-- START Excerpted text --

For the Saudis, the potential benefits of this alliance are obvious. Less than two weeks after the Foreign Ministry cable, Israeli Defense Forces Cheif of Staff Gadi Eiseknot gave an interview to London-based Saudi owned newspaper Elaph in which he said that Israel is “ready to exchange experiences with moderate Arab countries and to exchange intelligence to confront Iran.” Thus, the Saudis get access to Israeli intelligence capabilities and military expertise, both of which are far superior to their own.
For Israel, the gains are less clear. Some Israeli commentators have portrayed the growing ties with Saudi Arabia as a moral victory for Israel and the region, a sign that Arab-Israeli relations may finally be changing for the better. The hope is that by working together, Israel and Saudi Arabia may finally be able to stop Iran’s quest for regional hegemony and in the process succeed in remaking the Middle East into a stable, peaceful, and prosperous region.

-- END Excerpted text --

_Given problem 1_
According to the passage on Saudi-Israeli ties, in which newspaper did the Israeli chief of staff give his interview?
_Given problem 2_
For each statement, say whether it agrees with the passage on Saudi-Israeli ties, and quote the words that decide it: (a) The gains of the alliance are less clear for Israel than for the Saudis. (b) The interview came more than a month after the Foreign Ministry cable. (c) Saudi intelligence capabilities are superior to Israel's.
The entries after this passage are separate material and are unrelated to it.

-- START Provided material --

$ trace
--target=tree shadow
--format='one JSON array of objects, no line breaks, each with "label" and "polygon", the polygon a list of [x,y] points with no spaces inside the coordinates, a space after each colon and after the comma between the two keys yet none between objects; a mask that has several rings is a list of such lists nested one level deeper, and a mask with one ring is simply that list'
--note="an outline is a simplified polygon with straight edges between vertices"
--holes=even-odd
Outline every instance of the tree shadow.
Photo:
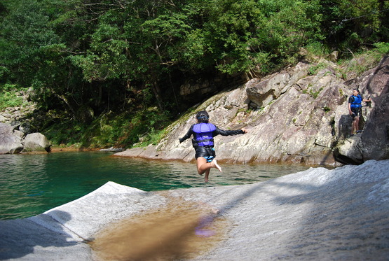
[{"label": "tree shadow", "polygon": [[[20,258],[35,253],[37,246],[43,248],[65,248],[79,244],[51,216],[53,214],[60,216],[64,221],[69,221],[71,218],[70,214],[59,210],[50,211],[50,213],[28,218],[1,220],[0,260]],[[37,222],[47,225],[46,227]],[[42,258],[44,259],[44,255]]]},{"label": "tree shadow", "polygon": [[243,218],[240,226],[257,231],[250,248],[261,247],[266,257],[271,255],[269,260],[387,260],[389,194],[382,185],[389,176],[385,167],[362,164],[324,174],[319,169],[255,184],[223,205],[221,213],[254,209],[254,216],[236,218]]}]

-- END Provided material --

_Result 1_
Elaph, a London-based, Saudi-owned newspaper.

_Result 2_
(a) Yes: "For Israel, the gains are less clear."
(b) No: "Less than two weeks after the Foreign Ministry cable"
(c) No: "Israeli intelligence capabilities and military expertise, both of which are far superior to their own."